:: What this exercise asks ::
A: Print the section of the court opinion between "FN4. Mrs. Ramirez" and "S.W.3d 134, 148.", inclusive.
B: According to the court opinion, how much in damages did the default judgment against Garcia award Jackson?
C: Go on writing the court opinion, starting right after its final sentence.

:: Source passage ::

FN4. Mrs. Ramirez sued individually, as representative of her husband’s estate, and as next friend of her five minor children.

 

FN5. The Ramirezes later attempted to amend their petition to bring additional causes of action, including the same claims brought by Jackson under the Federal and Texas Regulations. But the court of appeals held that the amendment was untimely, and that holding has not been challenged here. 413 S.W.3d 134, 148.

 

*2 The Ramirezes later nonsuited their claims against Garcia. The trial court severed Jackson’s claims against Garcia and rendered a default judgment against him awarding Jackson over $6 million in damages. That judgment is not at issue here. Gonzalez filed traditional and no-evidence motions for summary judgment on all claims brought by both Jackson and the Ramirezes. The trial court granted both motions as to the Ramirezes’ claims and granted the no-evidence motion as to Jackson’s claims. Both Jackson and the Ramirezes appealed.

 

The court of appeals affirmed as to Jackson’s negligent overloading claim, but a divided court reversed as to the no-evidence summary judgment on Jackson’s claim under the Texas Regulations and on the Ramirezes’ negligence claims based on retained control, concluding that the plaintiffs had raised fact issues as to these claims.FN6 413 S.W.3d 134, 156. Gonzalez petitioned this Court for review, arguing that the court of appeals erred in holding that the evidence created a fact issue on the plaintiffs’ negligence claims based on Gonzalez’s retained control and status as a motor carrier.FN7 Jackson does not seek review of the portion of the court of appeals’ judgment affirming the trial court’s dismissal of his negligent-overloading claim.

:: Available data ::

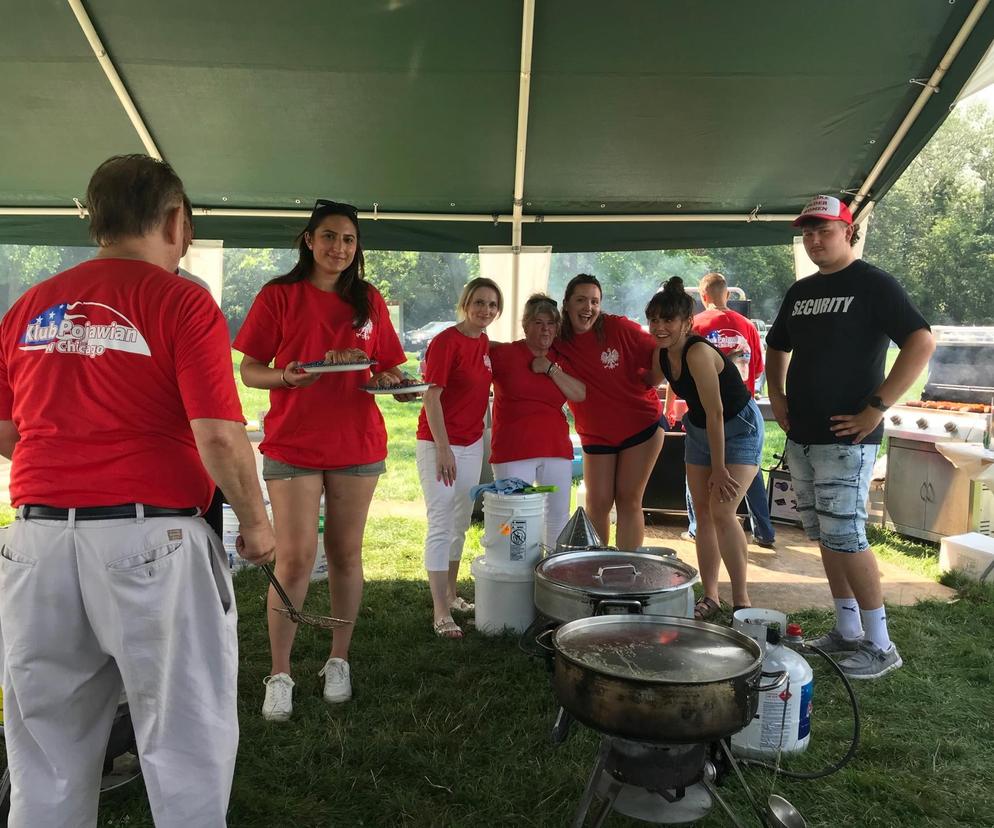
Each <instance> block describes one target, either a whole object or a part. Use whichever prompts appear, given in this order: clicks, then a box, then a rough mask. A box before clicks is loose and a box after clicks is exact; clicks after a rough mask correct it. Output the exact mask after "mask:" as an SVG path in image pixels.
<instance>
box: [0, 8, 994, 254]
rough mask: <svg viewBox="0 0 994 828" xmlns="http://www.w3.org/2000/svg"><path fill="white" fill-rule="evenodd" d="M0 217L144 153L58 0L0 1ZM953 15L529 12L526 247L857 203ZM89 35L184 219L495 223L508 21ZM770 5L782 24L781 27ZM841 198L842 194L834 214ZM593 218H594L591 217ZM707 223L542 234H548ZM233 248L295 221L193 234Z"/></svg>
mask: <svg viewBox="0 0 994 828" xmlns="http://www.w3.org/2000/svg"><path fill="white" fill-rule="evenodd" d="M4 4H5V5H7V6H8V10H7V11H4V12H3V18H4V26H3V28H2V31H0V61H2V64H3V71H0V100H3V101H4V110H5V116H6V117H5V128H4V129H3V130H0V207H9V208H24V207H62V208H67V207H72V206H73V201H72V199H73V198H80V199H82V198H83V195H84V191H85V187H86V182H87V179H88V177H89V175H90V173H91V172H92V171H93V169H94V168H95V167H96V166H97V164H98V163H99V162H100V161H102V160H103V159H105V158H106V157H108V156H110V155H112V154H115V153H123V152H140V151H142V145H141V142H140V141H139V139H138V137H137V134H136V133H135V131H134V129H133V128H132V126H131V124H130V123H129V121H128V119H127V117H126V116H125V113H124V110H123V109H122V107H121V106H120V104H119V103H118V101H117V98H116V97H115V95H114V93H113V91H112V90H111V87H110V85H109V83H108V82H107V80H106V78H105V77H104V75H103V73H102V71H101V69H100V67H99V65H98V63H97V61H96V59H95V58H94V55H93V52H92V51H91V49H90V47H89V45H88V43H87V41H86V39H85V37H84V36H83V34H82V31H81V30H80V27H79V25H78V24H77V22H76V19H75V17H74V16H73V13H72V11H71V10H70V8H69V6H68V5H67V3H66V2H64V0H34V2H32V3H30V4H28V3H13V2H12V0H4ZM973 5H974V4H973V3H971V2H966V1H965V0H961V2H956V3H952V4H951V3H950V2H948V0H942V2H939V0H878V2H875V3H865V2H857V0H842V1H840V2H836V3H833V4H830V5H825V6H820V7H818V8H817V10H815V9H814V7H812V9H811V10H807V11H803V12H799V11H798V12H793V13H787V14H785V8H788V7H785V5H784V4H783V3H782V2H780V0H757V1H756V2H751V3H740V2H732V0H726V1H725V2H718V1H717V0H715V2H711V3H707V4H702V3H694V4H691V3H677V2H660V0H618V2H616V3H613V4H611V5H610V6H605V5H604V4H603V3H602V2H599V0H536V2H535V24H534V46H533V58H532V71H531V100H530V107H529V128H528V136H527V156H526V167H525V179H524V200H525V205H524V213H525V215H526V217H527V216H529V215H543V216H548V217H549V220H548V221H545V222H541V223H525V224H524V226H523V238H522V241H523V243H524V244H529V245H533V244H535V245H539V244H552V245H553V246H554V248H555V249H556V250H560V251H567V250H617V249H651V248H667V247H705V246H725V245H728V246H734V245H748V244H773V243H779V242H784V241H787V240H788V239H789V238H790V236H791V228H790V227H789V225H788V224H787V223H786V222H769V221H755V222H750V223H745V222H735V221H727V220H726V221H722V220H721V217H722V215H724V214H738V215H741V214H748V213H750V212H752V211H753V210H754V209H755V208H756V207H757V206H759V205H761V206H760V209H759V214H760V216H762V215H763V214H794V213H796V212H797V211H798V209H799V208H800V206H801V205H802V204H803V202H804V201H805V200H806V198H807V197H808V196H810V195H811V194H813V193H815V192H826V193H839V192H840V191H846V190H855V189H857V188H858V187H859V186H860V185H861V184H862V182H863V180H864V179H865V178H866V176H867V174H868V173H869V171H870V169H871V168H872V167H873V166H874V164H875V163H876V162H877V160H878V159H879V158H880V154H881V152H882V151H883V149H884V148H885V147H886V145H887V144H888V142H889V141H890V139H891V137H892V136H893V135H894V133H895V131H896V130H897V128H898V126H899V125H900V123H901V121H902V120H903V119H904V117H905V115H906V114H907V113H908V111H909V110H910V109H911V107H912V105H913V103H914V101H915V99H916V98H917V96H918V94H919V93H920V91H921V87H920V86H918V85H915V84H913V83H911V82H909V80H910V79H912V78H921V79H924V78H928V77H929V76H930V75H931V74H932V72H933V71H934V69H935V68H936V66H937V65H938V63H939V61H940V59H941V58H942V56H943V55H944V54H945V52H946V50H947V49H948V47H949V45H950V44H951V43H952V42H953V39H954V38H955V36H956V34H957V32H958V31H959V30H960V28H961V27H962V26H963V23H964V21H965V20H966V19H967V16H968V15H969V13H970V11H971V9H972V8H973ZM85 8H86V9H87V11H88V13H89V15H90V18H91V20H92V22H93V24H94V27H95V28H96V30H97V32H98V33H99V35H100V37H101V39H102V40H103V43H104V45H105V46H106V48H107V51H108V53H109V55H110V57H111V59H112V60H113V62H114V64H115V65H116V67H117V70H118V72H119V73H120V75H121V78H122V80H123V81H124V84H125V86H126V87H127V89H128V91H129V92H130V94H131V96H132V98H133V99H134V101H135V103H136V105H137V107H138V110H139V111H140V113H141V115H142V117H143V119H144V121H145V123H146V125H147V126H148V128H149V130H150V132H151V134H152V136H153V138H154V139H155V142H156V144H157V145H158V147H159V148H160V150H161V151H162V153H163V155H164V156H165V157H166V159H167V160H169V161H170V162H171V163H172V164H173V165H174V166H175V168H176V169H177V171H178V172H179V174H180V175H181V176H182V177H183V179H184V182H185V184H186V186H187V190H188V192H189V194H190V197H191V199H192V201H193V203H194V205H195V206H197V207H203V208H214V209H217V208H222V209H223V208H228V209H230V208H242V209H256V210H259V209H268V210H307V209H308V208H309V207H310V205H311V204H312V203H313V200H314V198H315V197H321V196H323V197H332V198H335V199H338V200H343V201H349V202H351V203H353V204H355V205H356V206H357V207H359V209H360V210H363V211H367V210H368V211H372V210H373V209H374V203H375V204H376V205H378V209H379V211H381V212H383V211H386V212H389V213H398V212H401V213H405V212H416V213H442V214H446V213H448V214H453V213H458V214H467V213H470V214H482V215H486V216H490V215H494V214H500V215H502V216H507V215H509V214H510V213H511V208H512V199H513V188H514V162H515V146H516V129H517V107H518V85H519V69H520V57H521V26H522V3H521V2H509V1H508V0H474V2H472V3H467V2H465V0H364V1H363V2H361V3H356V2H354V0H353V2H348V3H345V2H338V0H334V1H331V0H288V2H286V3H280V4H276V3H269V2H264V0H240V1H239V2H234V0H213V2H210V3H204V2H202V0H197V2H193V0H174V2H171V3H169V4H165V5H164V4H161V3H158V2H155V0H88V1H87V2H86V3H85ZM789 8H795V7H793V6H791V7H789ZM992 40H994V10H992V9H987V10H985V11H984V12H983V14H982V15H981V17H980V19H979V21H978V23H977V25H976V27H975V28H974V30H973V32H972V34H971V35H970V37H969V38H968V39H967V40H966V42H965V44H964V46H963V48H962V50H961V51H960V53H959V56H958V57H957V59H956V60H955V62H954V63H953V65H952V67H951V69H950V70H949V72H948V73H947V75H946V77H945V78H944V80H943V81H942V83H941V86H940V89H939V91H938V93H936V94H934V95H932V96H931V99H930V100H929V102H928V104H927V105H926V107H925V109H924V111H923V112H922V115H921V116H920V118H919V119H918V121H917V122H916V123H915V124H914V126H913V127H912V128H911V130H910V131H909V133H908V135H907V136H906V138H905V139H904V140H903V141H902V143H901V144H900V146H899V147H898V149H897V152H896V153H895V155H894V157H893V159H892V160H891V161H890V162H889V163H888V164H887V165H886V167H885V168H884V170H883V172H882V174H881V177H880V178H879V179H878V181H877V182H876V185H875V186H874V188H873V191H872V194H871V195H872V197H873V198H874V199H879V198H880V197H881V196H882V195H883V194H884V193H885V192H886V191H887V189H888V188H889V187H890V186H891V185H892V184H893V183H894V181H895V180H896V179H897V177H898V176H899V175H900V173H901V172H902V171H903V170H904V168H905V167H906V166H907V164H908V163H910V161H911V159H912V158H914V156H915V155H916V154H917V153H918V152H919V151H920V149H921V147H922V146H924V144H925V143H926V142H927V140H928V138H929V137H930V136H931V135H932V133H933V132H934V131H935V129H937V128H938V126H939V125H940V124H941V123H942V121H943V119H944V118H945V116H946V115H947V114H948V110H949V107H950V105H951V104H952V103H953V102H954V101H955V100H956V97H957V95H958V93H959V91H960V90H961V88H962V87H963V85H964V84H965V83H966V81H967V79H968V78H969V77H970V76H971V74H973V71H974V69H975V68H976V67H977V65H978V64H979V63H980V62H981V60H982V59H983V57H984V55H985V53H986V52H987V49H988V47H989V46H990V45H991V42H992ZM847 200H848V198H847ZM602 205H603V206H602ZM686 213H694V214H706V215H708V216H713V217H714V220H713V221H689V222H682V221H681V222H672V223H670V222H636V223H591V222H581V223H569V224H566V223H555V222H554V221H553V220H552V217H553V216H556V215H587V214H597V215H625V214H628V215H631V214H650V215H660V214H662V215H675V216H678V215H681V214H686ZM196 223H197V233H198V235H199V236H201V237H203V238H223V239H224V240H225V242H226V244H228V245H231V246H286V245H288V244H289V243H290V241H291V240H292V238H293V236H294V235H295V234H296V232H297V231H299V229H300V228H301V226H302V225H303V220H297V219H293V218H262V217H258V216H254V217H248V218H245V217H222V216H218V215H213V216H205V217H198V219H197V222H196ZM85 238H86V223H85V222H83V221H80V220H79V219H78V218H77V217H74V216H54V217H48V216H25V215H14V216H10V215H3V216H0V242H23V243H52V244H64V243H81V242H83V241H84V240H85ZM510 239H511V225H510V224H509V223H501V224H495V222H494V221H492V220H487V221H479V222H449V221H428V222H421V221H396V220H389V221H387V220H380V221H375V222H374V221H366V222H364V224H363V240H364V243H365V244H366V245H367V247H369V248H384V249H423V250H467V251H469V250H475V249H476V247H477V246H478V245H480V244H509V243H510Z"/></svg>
==
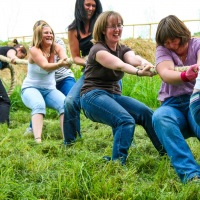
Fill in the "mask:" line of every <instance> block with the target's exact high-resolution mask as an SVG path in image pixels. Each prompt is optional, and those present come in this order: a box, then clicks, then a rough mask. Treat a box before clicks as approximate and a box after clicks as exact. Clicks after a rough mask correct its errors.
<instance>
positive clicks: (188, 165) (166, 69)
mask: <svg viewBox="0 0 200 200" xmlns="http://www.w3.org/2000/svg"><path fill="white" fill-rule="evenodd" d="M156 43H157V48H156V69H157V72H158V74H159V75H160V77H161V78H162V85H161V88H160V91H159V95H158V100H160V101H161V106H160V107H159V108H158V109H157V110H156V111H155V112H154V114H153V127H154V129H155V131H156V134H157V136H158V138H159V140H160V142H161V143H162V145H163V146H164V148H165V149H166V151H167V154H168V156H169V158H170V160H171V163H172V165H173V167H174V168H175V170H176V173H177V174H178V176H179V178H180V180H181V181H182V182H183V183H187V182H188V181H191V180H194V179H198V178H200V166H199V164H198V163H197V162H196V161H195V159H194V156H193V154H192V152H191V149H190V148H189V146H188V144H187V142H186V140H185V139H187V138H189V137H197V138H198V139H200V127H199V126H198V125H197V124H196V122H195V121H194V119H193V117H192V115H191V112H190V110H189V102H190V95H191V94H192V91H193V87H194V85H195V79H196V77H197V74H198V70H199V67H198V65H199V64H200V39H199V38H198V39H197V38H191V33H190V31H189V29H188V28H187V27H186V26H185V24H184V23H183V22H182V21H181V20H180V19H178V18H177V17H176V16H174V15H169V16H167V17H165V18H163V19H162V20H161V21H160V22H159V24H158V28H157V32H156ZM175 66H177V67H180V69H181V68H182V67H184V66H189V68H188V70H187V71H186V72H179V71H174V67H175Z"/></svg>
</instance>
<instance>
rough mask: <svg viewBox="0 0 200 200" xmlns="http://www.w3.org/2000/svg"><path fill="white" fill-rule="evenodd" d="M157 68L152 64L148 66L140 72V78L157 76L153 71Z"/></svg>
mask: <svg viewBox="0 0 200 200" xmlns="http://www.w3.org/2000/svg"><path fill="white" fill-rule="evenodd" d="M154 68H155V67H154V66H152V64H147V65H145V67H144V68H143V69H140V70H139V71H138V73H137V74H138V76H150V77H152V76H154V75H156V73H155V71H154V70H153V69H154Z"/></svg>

:: Results of the exercise ::
A:
FN4. Mrs. Ramirez sued individually, as representative of her husband’s estate, and as next friend of her five minor children.

 

FN5. The Ramirezes later attempted to amend their petition to bring additional causes of action, including the same claims brought by Jackson under the Federal and Texas Regulations. But the court of appeals held that the amendment was untimely, and that holding has not been challenged here. 413 S.W.3d 134, 148.

B: Over $6 million.

C:
FN6. The court of appeals did not address Jackson’s negligent-hiring claim or Gonzalez’s traditional motion for summary judgment as to the Ramirezes’ claims. Id. at 154, 156.

 

FN7. Gonzalez also claims that the court erred in not addressing Gonzalez’s traditional motion for summary judgment as to the Ramirezes’ claims. Because both of Gonzalez’s motions turn on the issue of retained control, and we conclude that the court of appeals erred in reversing the trial court’s grant of Gonzalez’s no-evidence motion for summary judgment, we need not address this issue. See Merriman v. XTO Energy, Inc., 407 S.W.3d 244, 248 (Tex.2013) (“[I]f the non-movant fails to produce legally sufficient evidence to meet his burden as to the no-evidence motion, there is no need to analyze whether the movant satisfied its burden under the traditional motion.”).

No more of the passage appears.